Items:
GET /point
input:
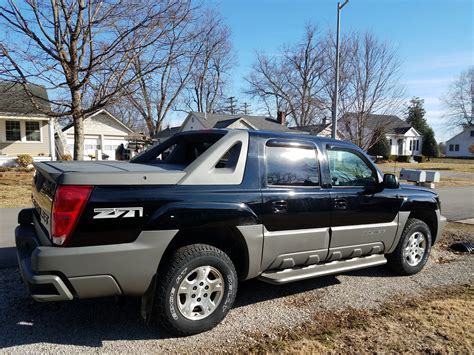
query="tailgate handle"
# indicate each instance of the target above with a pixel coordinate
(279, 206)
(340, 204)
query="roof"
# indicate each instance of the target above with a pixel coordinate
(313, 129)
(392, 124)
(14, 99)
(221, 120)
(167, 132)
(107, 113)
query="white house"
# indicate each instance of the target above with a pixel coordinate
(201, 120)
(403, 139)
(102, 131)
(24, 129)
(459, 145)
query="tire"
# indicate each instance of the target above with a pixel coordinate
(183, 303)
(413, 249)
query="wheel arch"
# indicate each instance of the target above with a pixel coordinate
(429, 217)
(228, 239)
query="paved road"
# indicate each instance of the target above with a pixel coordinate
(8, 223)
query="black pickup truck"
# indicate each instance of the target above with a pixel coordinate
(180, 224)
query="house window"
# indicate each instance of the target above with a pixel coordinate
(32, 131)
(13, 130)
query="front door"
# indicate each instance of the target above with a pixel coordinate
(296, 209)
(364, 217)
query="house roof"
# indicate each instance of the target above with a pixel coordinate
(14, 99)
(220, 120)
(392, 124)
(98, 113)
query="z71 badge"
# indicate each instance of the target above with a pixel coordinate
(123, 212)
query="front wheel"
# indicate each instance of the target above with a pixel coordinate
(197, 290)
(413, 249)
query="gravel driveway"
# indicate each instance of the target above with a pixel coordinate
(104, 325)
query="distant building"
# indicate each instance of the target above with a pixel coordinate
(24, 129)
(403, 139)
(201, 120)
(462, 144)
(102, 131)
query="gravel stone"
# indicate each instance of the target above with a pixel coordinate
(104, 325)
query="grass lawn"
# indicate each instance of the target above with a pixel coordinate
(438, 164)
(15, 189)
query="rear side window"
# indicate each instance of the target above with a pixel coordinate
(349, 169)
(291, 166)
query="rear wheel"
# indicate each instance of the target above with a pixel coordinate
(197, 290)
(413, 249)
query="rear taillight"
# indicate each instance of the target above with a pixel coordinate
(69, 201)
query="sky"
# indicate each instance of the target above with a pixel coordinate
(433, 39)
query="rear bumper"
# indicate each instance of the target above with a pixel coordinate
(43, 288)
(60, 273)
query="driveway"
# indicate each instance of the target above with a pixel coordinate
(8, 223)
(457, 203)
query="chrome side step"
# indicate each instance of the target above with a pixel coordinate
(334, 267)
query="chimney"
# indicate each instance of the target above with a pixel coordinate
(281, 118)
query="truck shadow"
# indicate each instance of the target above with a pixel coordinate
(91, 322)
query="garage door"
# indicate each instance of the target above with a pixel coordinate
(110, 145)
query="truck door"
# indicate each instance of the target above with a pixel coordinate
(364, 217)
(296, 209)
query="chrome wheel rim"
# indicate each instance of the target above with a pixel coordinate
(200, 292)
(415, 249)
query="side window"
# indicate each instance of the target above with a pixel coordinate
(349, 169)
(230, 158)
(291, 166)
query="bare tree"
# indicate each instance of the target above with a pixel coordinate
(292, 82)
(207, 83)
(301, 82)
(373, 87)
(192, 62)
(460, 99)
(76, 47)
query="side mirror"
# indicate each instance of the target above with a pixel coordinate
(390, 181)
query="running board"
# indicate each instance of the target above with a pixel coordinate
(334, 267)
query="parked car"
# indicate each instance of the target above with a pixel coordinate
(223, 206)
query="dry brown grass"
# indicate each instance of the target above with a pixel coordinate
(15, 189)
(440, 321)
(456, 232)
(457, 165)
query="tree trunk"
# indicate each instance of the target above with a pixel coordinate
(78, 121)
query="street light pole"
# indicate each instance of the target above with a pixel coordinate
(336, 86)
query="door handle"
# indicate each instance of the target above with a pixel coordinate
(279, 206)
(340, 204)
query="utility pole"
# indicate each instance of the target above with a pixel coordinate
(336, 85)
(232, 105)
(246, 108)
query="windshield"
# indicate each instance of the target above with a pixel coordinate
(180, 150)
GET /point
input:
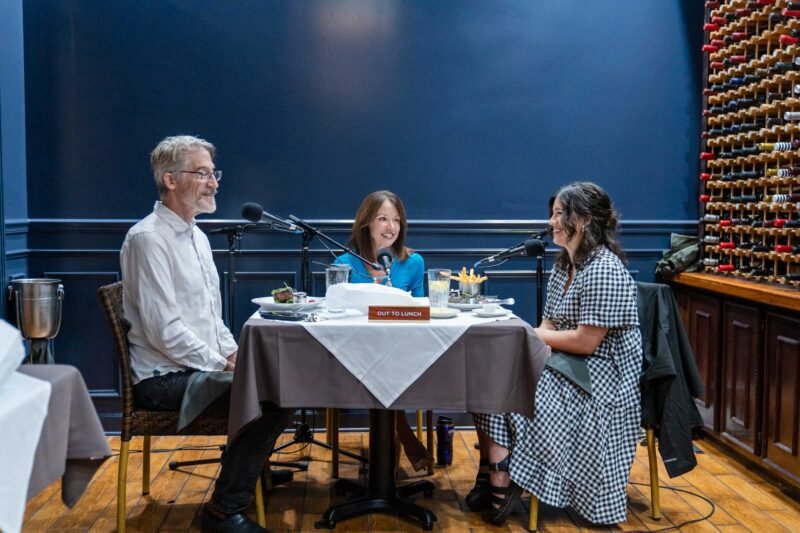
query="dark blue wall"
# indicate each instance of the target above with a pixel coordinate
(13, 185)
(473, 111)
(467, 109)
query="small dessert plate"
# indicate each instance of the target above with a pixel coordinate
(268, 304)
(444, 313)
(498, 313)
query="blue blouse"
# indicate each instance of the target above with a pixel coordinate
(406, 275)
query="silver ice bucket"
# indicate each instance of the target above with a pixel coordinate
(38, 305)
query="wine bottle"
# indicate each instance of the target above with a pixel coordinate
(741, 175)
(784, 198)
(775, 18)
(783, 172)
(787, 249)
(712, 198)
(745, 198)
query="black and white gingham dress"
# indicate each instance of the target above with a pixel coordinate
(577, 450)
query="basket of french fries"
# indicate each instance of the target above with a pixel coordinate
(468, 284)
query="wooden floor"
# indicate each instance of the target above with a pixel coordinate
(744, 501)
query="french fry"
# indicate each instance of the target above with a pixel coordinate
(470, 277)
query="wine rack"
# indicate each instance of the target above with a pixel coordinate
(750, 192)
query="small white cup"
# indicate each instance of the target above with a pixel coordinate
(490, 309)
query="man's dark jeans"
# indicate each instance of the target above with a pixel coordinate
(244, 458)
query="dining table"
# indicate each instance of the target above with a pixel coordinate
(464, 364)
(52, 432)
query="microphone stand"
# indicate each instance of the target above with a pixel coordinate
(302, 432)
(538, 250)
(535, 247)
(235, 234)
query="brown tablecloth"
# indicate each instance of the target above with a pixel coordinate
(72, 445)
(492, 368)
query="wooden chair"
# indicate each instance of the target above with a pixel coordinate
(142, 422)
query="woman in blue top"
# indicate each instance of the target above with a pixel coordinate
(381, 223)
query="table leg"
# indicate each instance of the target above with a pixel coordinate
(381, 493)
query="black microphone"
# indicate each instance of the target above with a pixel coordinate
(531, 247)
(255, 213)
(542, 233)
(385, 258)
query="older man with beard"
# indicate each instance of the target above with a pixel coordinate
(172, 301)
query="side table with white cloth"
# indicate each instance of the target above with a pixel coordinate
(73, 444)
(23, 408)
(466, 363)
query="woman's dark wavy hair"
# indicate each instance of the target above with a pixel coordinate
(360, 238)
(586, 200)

To be done: Render every line of the rows above as a Markdown table with two columns, No. and Line, numbering the lines in order and skipping blank ones. Leave the pictures out.

Solution to this exercise:
| No. | Line |
|---|---|
| 1 | GET /point |
| 2 | input: |
| 3 | query="tailgate handle" |
| 4 | # indicate each instance of the target above with a pixel coordinate |
| 5 | (279, 206) |
| 6 | (340, 204) |
| 7 | query="roof" |
| 8 | # indicate each instance of the target above with a pixel coordinate |
| 9 | (313, 129) |
| 10 | (392, 124) |
| 11 | (14, 99) |
| 12 | (221, 120) |
| 13 | (167, 132) |
| 14 | (107, 113) |
| 15 | query="white house" |
| 16 | # indicate each instance of the target above with a pixel coordinate |
| 17 | (201, 120) |
| 18 | (403, 139) |
| 19 | (102, 131) |
| 20 | (24, 129) |
| 21 | (459, 145) |
| 22 | query="tire" |
| 23 | # indicate each instance of the target above with a pixel coordinate |
| 24 | (183, 303) |
| 25 | (413, 249) |
| 26 | query="wheel arch" |
| 27 | # indicate each instance of the target above with a pixel coordinate |
| 28 | (429, 217) |
| 29 | (228, 239) |
| 30 | query="paved road" |
| 31 | # indicate each instance of the target above with a pixel coordinate |
| 32 | (8, 223) |
| 33 | query="black pickup truck" |
| 34 | # indicate each instance of the target above with a pixel coordinate |
| 35 | (180, 224) |
| 36 | query="house window" |
| 37 | # indicate each instance of the target above with a pixel coordinate |
| 38 | (32, 131) |
| 39 | (13, 130) |
| 40 | query="front door" |
| 41 | # indicate each instance of the target above with a pixel coordinate |
| 42 | (296, 209) |
| 43 | (364, 217) |
| 44 | query="house roof" |
| 45 | # indicate each instance of the target above with a pixel coordinate |
| 46 | (14, 99) |
| 47 | (220, 120) |
| 48 | (392, 124) |
| 49 | (98, 113) |
| 50 | query="z71 badge" |
| 51 | # indicate each instance of the target above with a pixel coordinate |
| 52 | (123, 212) |
| 53 | query="front wheel" |
| 54 | # indicate each instance of the target above with a pixel coordinate |
| 55 | (197, 290) |
| 56 | (413, 249) |
| 57 | query="gravel driveway" |
| 58 | # indicate each instance of the target above with a pixel coordinate |
| 59 | (104, 325) |
| 60 | query="distant building" |
| 61 | # indicate each instance of the target above with a pixel coordinate |
| 62 | (24, 129) |
| 63 | (403, 139) |
| 64 | (201, 120) |
| 65 | (462, 144) |
| 66 | (102, 131) |
| 67 | query="gravel stone" |
| 68 | # indicate each instance of the target above with a pixel coordinate |
| 69 | (104, 325) |
| 70 | query="grass lawn" |
| 71 | # indicate each instance of the target above with a pixel coordinate |
| 72 | (438, 164) |
| 73 | (15, 189) |
| 74 | query="rear side window" |
| 75 | # indicate each instance of the target above with a pixel coordinate |
| 76 | (349, 169) |
| 77 | (291, 166) |
| 78 | query="rear wheel" |
| 79 | # indicate each instance of the target above with a pixel coordinate |
| 80 | (197, 290) |
| 81 | (413, 249) |
| 82 | query="rear taillight" |
| 83 | # indicate each instance of the target above with a pixel coordinate |
| 84 | (69, 201) |
| 85 | query="sky" |
| 86 | # indicate each instance of the target above with a pixel coordinate |
| 87 | (433, 39) |
| 88 | query="rear bumper" |
| 89 | # indicate each instance of the target above with a pixel coordinate |
| 90 | (43, 288) |
| 91 | (60, 273) |
| 92 | query="driveway" |
| 93 | # indicate each instance of the target above with a pixel coordinate |
| 94 | (8, 223) |
| 95 | (457, 203) |
| 96 | query="chrome side step" |
| 97 | # indicate each instance of the target above with a pixel coordinate |
| 98 | (334, 267) |
| 99 | query="chimney" |
| 100 | # indicate each instance of the target above with a pixel coordinate |
| 101 | (281, 118) |
| 102 | query="truck shadow" |
| 103 | # indicate each instance of the target above with a pixel coordinate |
| 104 | (91, 322) |
| 105 | query="garage door" |
| 106 | # indicate each instance of the target above with a pixel coordinate |
| 107 | (110, 145) |
| 108 | query="truck door" |
| 109 | # indicate each instance of the target above with a pixel coordinate |
| 110 | (364, 217) |
| 111 | (296, 209) |
| 112 | query="chrome wheel rim" |
| 113 | # indicate each instance of the target above with a pixel coordinate |
| 114 | (200, 292) |
| 115 | (415, 249) |
| 116 | query="side window" |
| 117 | # indicate each instance of the target above with a pixel coordinate |
| 118 | (349, 169) |
| 119 | (230, 158) |
| 120 | (291, 166) |
| 121 | query="bare tree" |
| 122 | # indicate each instance of the target above with a pixel coordinate |
| 123 | (292, 82) |
| 124 | (207, 83) |
| 125 | (301, 82) |
| 126 | (373, 87) |
| 127 | (192, 62) |
| 128 | (460, 99) |
| 129 | (76, 47) |
| 130 | query="side mirror" |
| 131 | # indicate each instance of the target above with a pixel coordinate |
| 132 | (390, 181) |
| 133 | query="running board" |
| 134 | # indicate each instance of the target above with a pixel coordinate |
| 135 | (334, 267) |
| 136 | query="parked car" |
| 137 | # indicate each instance of the target above with a pixel coordinate |
| 138 | (223, 206) |
| 139 | query="dry brown grass" |
| 140 | # indicate each instance of the target above with a pixel coordinate |
| 141 | (15, 189) |
| 142 | (440, 321) |
| 143 | (456, 232) |
| 144 | (457, 165) |
| 145 | query="tree trunk" |
| 146 | # indicate each instance of the target above with a pixel coordinate |
| 147 | (78, 121) |
| 148 | query="street light pole" |
| 149 | # indicate each instance of the target above with a pixel coordinate |
| 150 | (336, 86) |
| 151 | query="door handle" |
| 152 | # indicate each instance of the target above with a pixel coordinate |
| 153 | (279, 206) |
| 154 | (340, 204) |
| 155 | query="utility pole" |
| 156 | # indicate each instance of the target above with a pixel coordinate |
| 157 | (336, 85) |
| 158 | (232, 105) |
| 159 | (246, 108) |
| 160 | query="windshield" |
| 161 | # indicate each instance of the target above with a pixel coordinate |
| 162 | (180, 150) |
| 163 | GET /point |
| 164 | input: |
| 165 | query="dark blue wall" |
| 166 | # indicate each instance of the target above with a pixel coordinate |
| 167 | (13, 185) |
| 168 | (473, 111) |
| 169 | (467, 109) |
| 170 | query="small dessert plate" |
| 171 | # indicate each instance of the target above with a pixel coordinate |
| 172 | (268, 304) |
| 173 | (444, 313) |
| 174 | (498, 313) |
| 175 | query="blue blouse" |
| 176 | # indicate each instance of the target above with a pixel coordinate |
| 177 | (406, 275) |
| 178 | query="silver ice bucket" |
| 179 | # indicate each instance of the target above with a pixel coordinate |
| 180 | (38, 305) |
| 181 | query="wine bottle" |
| 182 | # indicate each instance of the target above with a pixel coordinate |
| 183 | (741, 175) |
| 184 | (784, 198) |
| 185 | (775, 18) |
| 186 | (783, 172) |
| 187 | (787, 249) |
| 188 | (712, 198) |
| 189 | (745, 198) |
| 190 | query="black and white gingham dress" |
| 191 | # indicate each instance of the target above with a pixel coordinate |
| 192 | (577, 450) |
| 193 | query="basket of french fries" |
| 194 | # indicate each instance of the target above with a pixel coordinate |
| 195 | (468, 284) |
| 196 | query="wooden floor" |
| 197 | # indicate each instance of the target above with a pixel coordinate |
| 198 | (744, 501) |
| 199 | query="french fry" |
| 200 | # indicate each instance of the target above with a pixel coordinate |
| 201 | (470, 277) |
| 202 | query="wine rack" |
| 203 | # indicate each instance of the target above with a pixel coordinate |
| 204 | (750, 192) |
| 205 | query="small white cup" |
| 206 | # indicate each instance of the target above with a pixel coordinate |
| 207 | (490, 309) |
| 208 | query="man's dark jeans" |
| 209 | # indicate each instance of the target above with a pixel coordinate |
| 210 | (244, 458) |
| 211 | query="dining table" |
| 212 | # indicate each instance of the target above with a pixel coordinate |
| 213 | (464, 364) |
| 214 | (52, 432) |
| 215 | query="microphone stand" |
| 216 | # indicate each instance of the target above with a pixel coordinate |
| 217 | (302, 432) |
| 218 | (538, 250) |
| 219 | (535, 247) |
| 220 | (235, 234) |
| 221 | query="brown tablecloth" |
| 222 | # indicate each instance of the target above with a pixel coordinate |
| 223 | (72, 445) |
| 224 | (492, 368) |
| 225 | query="wooden chair" |
| 226 | # indicate each instance of the target above with a pixel coordinate |
| 227 | (142, 422) |
| 228 | query="woman in blue top" |
| 229 | # indicate each instance of the target above with a pixel coordinate |
| 230 | (381, 223) |
| 231 | query="table leg" |
| 232 | # indicate each instance of the target above with a pixel coordinate |
| 233 | (381, 493) |
| 234 | query="black microphone" |
| 235 | # indicate each instance of the target above with a pixel coordinate |
| 236 | (531, 247) |
| 237 | (255, 213) |
| 238 | (542, 233) |
| 239 | (385, 258) |
| 240 | query="older man with beard" |
| 241 | # indicate each instance of the target above with a pixel coordinate |
| 242 | (172, 301) |
| 243 | query="side table with white cloth" |
| 244 | # indicate each instance of the target above with a pixel coordinate |
| 245 | (73, 444) |
| 246 | (23, 408) |
| 247 | (466, 363) |
| 248 | query="woman's dark wavy hair" |
| 249 | # indicate each instance of the target above with a pixel coordinate |
| 250 | (360, 238) |
| 251 | (586, 200) |